• **Exercise goal**: Reproduce exactly the final portion of the data: every line from the one containing "Please place a dot on the white shorts, one" through the last line, inclusive.

Items from a data source
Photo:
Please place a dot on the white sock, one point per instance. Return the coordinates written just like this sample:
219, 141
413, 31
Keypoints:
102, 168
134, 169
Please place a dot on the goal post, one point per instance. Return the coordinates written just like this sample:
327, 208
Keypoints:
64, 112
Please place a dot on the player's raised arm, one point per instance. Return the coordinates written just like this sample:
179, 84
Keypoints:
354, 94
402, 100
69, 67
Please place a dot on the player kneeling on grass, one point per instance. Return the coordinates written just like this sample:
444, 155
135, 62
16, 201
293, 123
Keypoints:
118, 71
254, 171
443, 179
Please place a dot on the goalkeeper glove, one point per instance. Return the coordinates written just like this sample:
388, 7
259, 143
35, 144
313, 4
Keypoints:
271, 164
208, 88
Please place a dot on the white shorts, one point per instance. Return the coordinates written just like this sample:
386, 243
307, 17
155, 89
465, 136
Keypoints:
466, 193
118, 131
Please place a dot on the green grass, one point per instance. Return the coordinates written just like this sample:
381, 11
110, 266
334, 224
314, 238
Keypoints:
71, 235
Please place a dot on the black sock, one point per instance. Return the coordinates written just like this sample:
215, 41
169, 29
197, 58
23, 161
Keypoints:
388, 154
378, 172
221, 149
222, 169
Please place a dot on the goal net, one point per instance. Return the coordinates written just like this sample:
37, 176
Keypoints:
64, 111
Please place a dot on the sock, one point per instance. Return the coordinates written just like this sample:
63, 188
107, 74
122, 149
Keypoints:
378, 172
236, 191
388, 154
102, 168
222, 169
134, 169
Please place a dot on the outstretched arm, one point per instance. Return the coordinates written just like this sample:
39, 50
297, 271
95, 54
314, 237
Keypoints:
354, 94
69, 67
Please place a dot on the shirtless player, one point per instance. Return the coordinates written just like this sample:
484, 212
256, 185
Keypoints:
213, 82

• **Reply**:
Please place a dot on the white shorts, one point per instance. Return the coordinates written just like this sample:
386, 243
307, 17
155, 89
465, 136
Keypoints:
466, 193
118, 131
Please place a dot on the green grass, one point per instance. Return the coordinates written just like this sample:
381, 11
110, 266
334, 224
314, 238
Keypoints:
71, 235
Please place a dot on the black sock, one point per instance. Return the coordinates written just like this sample:
215, 41
169, 29
197, 58
23, 161
Keypoints:
388, 154
378, 172
221, 149
222, 169
Please place a dot on the goal net, one point per instance. Return the coordinates written just like this sample:
37, 176
Keypoints:
64, 111
Please place a dot on the sock, one point per instance. Return the coordinates written just like this sample:
63, 188
107, 74
122, 149
Keypoints:
378, 172
236, 191
388, 154
102, 168
222, 169
134, 169
Please place a dot on the outstretched arm, one point per instance. Return the coordinates written just like this sample:
39, 50
297, 271
95, 54
314, 237
Keypoints:
354, 94
69, 67
Please place a dot on the shirtless player, one point per instance. Return the coordinates written just like this sample:
484, 212
256, 185
Keypoints:
213, 82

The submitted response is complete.